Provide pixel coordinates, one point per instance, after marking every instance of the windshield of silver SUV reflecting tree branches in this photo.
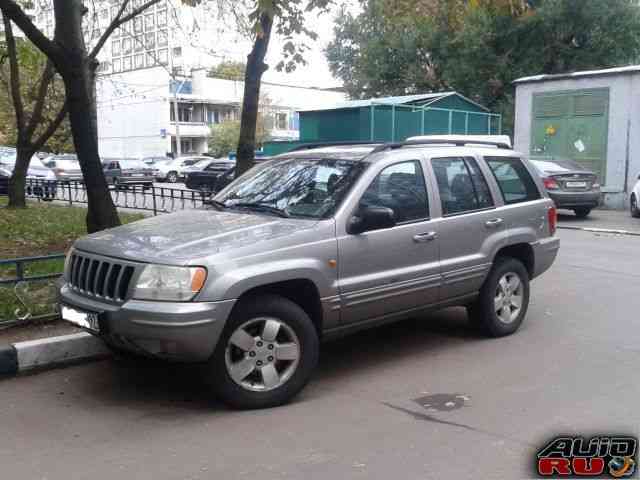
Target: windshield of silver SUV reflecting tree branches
(297, 187)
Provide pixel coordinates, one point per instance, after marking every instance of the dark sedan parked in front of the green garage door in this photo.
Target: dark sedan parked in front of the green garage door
(569, 184)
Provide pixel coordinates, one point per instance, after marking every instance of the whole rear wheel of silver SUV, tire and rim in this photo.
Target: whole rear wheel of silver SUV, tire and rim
(484, 312)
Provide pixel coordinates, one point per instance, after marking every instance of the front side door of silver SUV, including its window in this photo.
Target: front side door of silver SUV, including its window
(394, 270)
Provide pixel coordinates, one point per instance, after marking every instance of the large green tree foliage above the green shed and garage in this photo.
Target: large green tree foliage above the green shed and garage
(478, 47)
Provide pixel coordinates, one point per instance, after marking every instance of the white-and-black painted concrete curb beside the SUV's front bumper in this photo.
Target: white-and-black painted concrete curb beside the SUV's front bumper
(50, 352)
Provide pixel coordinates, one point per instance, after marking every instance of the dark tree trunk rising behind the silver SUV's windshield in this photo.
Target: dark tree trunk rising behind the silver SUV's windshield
(251, 101)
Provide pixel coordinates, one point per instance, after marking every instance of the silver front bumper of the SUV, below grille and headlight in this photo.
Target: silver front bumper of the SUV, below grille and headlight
(181, 331)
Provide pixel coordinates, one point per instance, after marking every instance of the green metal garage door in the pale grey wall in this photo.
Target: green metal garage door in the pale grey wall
(572, 125)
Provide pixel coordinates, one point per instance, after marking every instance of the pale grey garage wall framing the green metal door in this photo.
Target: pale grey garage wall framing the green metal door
(623, 139)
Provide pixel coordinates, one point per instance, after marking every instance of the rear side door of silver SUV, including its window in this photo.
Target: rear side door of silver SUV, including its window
(471, 224)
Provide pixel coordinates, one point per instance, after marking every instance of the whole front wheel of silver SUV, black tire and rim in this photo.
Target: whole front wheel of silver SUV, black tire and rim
(300, 356)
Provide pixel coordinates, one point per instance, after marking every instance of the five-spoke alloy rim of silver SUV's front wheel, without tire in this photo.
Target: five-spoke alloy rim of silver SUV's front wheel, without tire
(262, 354)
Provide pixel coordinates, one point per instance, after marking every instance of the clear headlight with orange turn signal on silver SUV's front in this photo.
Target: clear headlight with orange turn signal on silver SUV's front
(159, 282)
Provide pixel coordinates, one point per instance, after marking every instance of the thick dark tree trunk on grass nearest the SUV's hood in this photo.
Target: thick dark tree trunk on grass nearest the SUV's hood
(77, 73)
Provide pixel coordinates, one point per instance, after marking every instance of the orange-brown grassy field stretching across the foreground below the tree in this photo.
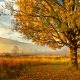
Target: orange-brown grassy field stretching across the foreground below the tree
(31, 68)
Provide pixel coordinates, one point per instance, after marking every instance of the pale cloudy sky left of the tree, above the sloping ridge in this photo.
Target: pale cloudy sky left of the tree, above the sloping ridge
(5, 25)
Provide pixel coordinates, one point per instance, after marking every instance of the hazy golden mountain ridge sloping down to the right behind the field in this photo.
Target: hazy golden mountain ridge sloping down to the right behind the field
(7, 45)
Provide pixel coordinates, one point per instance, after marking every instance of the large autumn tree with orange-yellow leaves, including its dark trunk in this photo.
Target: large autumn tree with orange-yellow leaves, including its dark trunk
(55, 23)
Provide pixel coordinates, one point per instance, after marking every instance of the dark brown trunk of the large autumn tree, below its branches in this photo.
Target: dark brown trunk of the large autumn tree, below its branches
(73, 56)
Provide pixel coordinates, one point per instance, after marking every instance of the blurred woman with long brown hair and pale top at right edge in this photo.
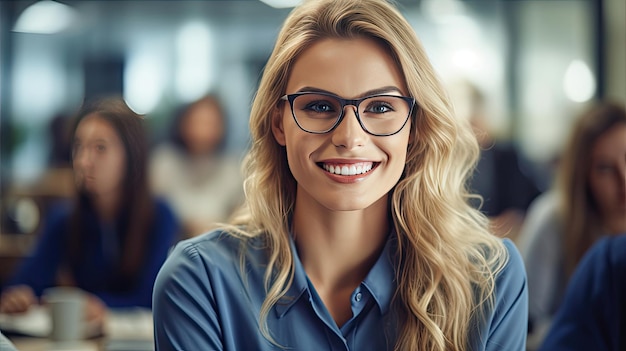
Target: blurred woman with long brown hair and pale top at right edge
(588, 202)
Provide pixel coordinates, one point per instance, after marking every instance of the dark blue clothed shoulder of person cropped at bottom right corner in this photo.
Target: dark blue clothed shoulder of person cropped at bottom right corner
(592, 315)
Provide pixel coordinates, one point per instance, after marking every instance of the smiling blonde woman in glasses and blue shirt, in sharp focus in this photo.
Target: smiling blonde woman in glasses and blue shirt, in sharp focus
(357, 233)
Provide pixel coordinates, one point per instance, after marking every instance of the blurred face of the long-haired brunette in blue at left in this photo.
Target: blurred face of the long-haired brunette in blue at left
(99, 157)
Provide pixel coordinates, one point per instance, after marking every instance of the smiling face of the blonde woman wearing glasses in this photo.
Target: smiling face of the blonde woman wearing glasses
(350, 69)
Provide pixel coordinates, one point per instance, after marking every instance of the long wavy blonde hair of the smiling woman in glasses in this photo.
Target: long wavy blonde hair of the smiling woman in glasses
(447, 259)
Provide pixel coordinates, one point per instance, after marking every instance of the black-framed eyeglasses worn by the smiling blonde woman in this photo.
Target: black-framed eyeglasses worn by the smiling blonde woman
(379, 115)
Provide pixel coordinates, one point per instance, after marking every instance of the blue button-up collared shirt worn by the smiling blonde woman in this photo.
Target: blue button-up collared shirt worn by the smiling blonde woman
(203, 302)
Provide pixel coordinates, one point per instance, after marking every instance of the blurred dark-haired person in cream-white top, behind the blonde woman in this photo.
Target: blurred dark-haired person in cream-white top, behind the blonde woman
(193, 171)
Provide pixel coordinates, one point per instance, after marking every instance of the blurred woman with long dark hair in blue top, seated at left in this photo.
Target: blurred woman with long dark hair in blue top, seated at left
(112, 240)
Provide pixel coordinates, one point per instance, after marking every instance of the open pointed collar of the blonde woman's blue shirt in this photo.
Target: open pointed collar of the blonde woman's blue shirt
(380, 281)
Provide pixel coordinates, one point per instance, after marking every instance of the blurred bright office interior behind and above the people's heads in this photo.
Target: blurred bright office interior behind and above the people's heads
(538, 63)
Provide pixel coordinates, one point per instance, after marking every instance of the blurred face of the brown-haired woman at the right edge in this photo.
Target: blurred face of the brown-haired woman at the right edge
(607, 174)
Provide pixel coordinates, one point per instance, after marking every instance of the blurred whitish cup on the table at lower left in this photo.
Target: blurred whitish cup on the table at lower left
(67, 313)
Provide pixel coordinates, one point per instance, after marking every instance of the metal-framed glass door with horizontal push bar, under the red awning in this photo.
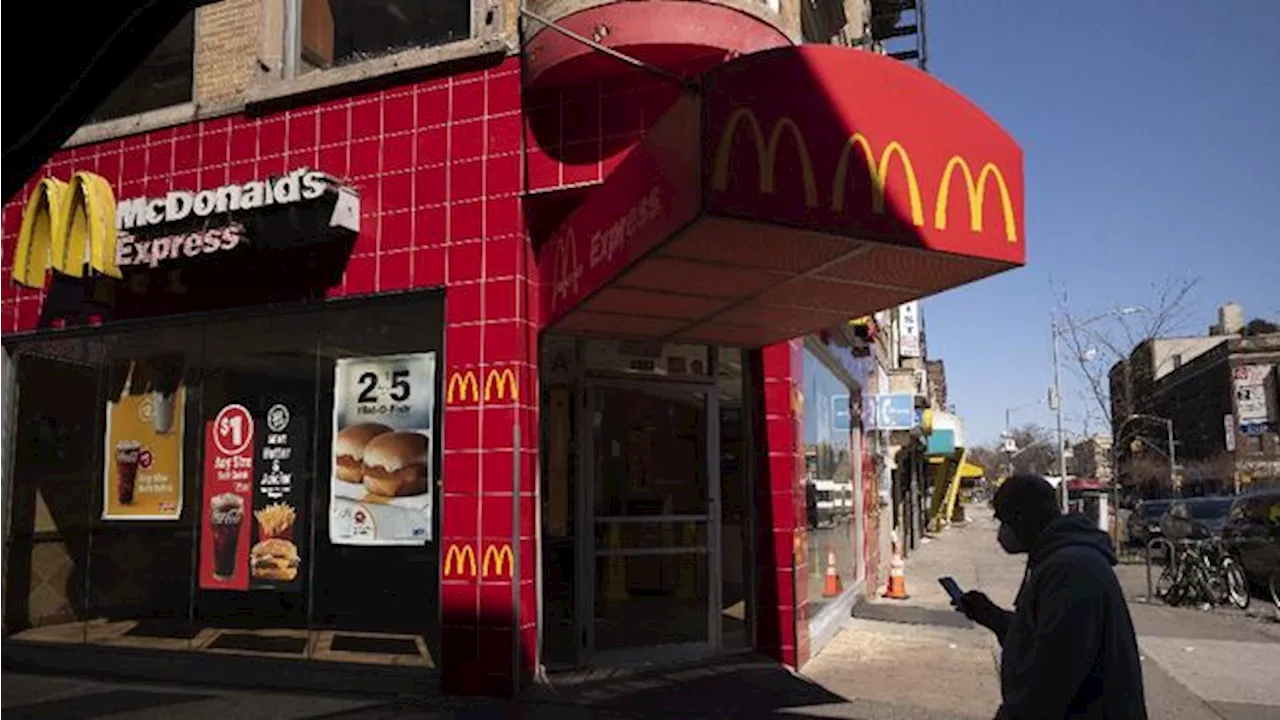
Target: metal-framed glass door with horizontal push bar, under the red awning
(651, 544)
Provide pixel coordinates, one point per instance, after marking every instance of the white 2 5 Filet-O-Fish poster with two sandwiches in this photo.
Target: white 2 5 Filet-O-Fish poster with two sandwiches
(383, 435)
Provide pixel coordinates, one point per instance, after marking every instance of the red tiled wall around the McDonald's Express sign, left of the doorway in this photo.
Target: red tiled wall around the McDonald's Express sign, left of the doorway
(441, 174)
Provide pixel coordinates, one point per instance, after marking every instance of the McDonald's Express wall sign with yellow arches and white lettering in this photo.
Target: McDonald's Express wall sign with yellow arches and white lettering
(70, 227)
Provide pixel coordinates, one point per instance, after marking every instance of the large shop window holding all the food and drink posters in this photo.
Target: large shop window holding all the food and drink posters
(175, 487)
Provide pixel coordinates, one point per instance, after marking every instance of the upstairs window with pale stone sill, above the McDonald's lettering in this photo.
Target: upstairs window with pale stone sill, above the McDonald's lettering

================================

■ **ABOUT THIS TASK**
Restate all the material verbatim; omit every picture.

■ **EXERCISE RESPONSE**
Provide pixel coordinates, one point per instance, after marking every instance of the windshield of silver SUV reflecting tree branches in this photo.
Target: windshield of silver SUV reflecting tree branches
(297, 187)
Provide pixel coordinates, one point per instance, after marking every instance of the dark sedan parked in front of the green garage door in this photo.
Target: dark sedan parked in front of the green garage door
(569, 184)
Provide pixel coordinates, one point per instance, after marking every instance of the whole rear wheel of silver SUV, tire and rim in this photo.
Target: whole rear wheel of silver SUV, tire and rim
(484, 312)
Provide pixel coordinates, one point per instance, after marking every instance of the front side door of silver SUV, including its window in this photo.
Target: front side door of silver SUV, including its window
(394, 270)
Provide pixel coordinates, one point per instance, after marking every instance of the large green tree foliage above the green shed and garage in this photo.
Target: large green tree foliage above the green shed and garage
(478, 47)
Provide pixel coordinates, one point per instance, after marking every instance of the white-and-black painted concrete curb beside the SUV's front bumper in this photo.
Target: white-and-black painted concrete curb beside the SUV's front bumper
(50, 352)
Provide pixel coordinates, one point per instance, after marking every instance of the dark tree trunk rising behind the silver SUV's windshield in this photo.
Target: dark tree trunk rising behind the silver SUV's windshield
(251, 101)
Provide pixel coordinates, one point per instance, after marking every instance of the silver front bumper of the SUV, below grille and headlight in this photo.
Target: silver front bumper of the SUV, below grille and headlight
(181, 331)
Provide pixel coordinates, one point per instance, after marking every instance of the green metal garage door in the pale grey wall in this photo.
Target: green metal garage door in the pale grey wall
(572, 125)
Provide pixel coordinates, one point per instance, after marking every instance of the pale grey garage wall framing the green metal door in this photo.
Target: pale grey garage wall framing the green metal door
(623, 139)
Provide pixel coordinates, one point per instance, after marking every instance of the rear side door of silver SUV, including its window in this photo.
Target: rear side door of silver SUV, including its window
(471, 224)
Provide pixel coordinates, one point per instance, after marking every instance of the whole front wheel of silver SUV, black tire and rim in this photo.
Target: whole front wheel of silver SUV, black tire and rim
(300, 356)
Provide pixel coordinates, one point per instance, after marking every instance of the five-spoke alloy rim of silver SUV's front wheel, without tire in this photo.
Target: five-spoke alloy rim of silver SUV's front wheel, without tire
(262, 354)
Provide pixel coordinates, one point per instance, after marking every instance of the clear headlight with orange turn signal on silver SUV's front in this photo.
Target: clear headlight with orange turn signal on silver SUV's front
(159, 282)
Provide pixel coordinates, one point per instance, after marking every instance of the thick dark tree trunk on grass nearest the SUV's hood in this photo.
Target: thick dark tree trunk on grass nearest the SUV's hood
(77, 73)
Provide pixel coordinates, one point per instance, after marking every instance of the orange-brown grassy field stretching across the foreground below the tree in this photo.
Target: orange-brown grassy field stretching across the foreground below the tree
(31, 68)
Provide pixel coordinates, one point per instance, after marking every instance of the pale cloudy sky left of the tree, above the sloping ridge in this photo.
Target: pale cloudy sky left of the tree, above the sloping ridge
(5, 25)
Provide pixel coordinates, one point per instance, after marking every instance of the hazy golden mountain ridge sloping down to the right behind the field in this photo.
Target: hazy golden mountain ridge sloping down to the right behind the field
(7, 45)
Provide pixel coordinates, one point per instance, after marking every instance of the large autumn tree with orange-yellow leaves, including its dark trunk in this photo.
Target: large autumn tree with orange-yellow leaves, including its dark trunk
(55, 23)
Provide pixel coordinates, one point per instance, after marking every instance of the dark brown trunk of the large autumn tree, below its branches in this photo.
Target: dark brown trunk of the large autumn tree, below its branches
(73, 56)
Provide pixel coordinates, one point per instance, after marking every instance of the blurred woman with long brown hair and pale top at right edge in this photo.
Target: blurred woman with long brown hair and pale top at right edge
(588, 202)
Provide pixel coordinates, one point per instance, after marking every instance of the dark blue clothed shoulder of person cropped at bottom right corner in this photo.
Target: dark blue clothed shoulder of person cropped at bottom right corner
(592, 315)
Provide pixel coordinates, one point per instance, after marking every instance of the smiling blonde woman in glasses and blue shirt, in sharp focus in this photo.
Target: smiling blonde woman in glasses and blue shirt, in sharp focus
(357, 233)
Provide pixel coordinates, one point per instance, after marking every instance of the blurred face of the long-haired brunette in blue at left in this photo.
Target: blurred face of the long-haired brunette in blue at left
(99, 157)
Provide pixel coordinates, one point per instance, after marking every instance of the smiling face of the blonde woman wearing glasses in this photo.
Target: smiling face of the blonde woman wearing glasses
(350, 69)
Provide pixel coordinates, one point per instance, after marking every instance of the long wavy blonde hair of the smiling woman in glasses in this photo.
Target: long wavy blonde hair of the smiling woman in glasses
(447, 259)
Provide pixel coordinates, one point per instance, after marking every instance of the black-framed eyeglasses worn by the smiling blonde woman in this photo.
Target: black-framed eyeglasses worn by the smiling blonde woman
(379, 115)
Provide pixel coordinates, one point per instance, after marking every instance of the blue button-up collared shirt worn by the smiling blonde woman in this photo.
Target: blue button-up collared shirt worn by the smiling blonde woman
(203, 302)
Provide pixel coordinates, one point per instance, after marking every instance of the blurred dark-haired person in cream-white top, behind the blonde woman in this photo.
Target: blurred dark-haired person in cream-white top, behind the blonde woman
(193, 171)
Provide pixel coordinates, one point per instance, after marking every instance of the blurred woman with long dark hair in blue top, seated at left in this photo.
Target: blurred woman with long dark hair in blue top, seated at left
(112, 240)
Provide pixel coordinates, one point per instance, after marking every instance of the open pointed collar of the blonde woman's blue shirt in this photo.
Target: open pointed collar of the blonde woman's blue shirt
(380, 281)
Provide pixel coordinates, one point per instance, after marking every instance of the blurred bright office interior behind and above the people's heads in this photo.
Target: blurred bright office interior behind and above the people's heads
(538, 63)
Provide pixel coordinates, one point per instance, after marking every instance of the blurred face of the brown-haired woman at the right edge in this photo.
Target: blurred face of the brown-haired woman at the right edge
(607, 174)
Provide pixel coordinates, one point per instance, after marking every instance of the blurred whitish cup on the table at lower left in this photo.
Target: blurred whitish cup on the table at lower left
(67, 313)
Provide pixel coordinates, one point per instance, after marking every instance of the metal-framed glass door with horizontal push bar, under the red awning in this photo.
Target: metal-framed glass door with horizontal push bar, under the red awning
(651, 544)
Provide pixel coordinates, one point per instance, after marking every instance of the white 2 5 Filet-O-Fish poster with two sandwiches in this photo.
Target: white 2 5 Filet-O-Fish poster with two sandwiches
(383, 435)
Provide pixel coordinates, one point per instance, after marking every instance of the red tiled wall around the McDonald's Express sign, left of the doorway in this photo.
Target: red tiled wall around the McDonald's Express sign, left of the doorway
(441, 174)
Provide pixel coordinates, one point per instance, after marking every instance of the McDonald's Express wall sign with yellow arches and white lettering in this photo.
Target: McDonald's Express wall sign with yellow arches and white lettering
(70, 227)
Provide pixel coordinates, one point per instance, after marking every instance of the large shop window holding all the food and drink posters in this photo.
Target: large shop window holding all the food and drink posters
(175, 487)
Provide pixel coordinates, one point per instance, after marking every instance of the upstairs window with pale stone sill, above the McDonald's lettering in this photo.
Target: upstairs window with pale stone sill, above the McDonald's lettering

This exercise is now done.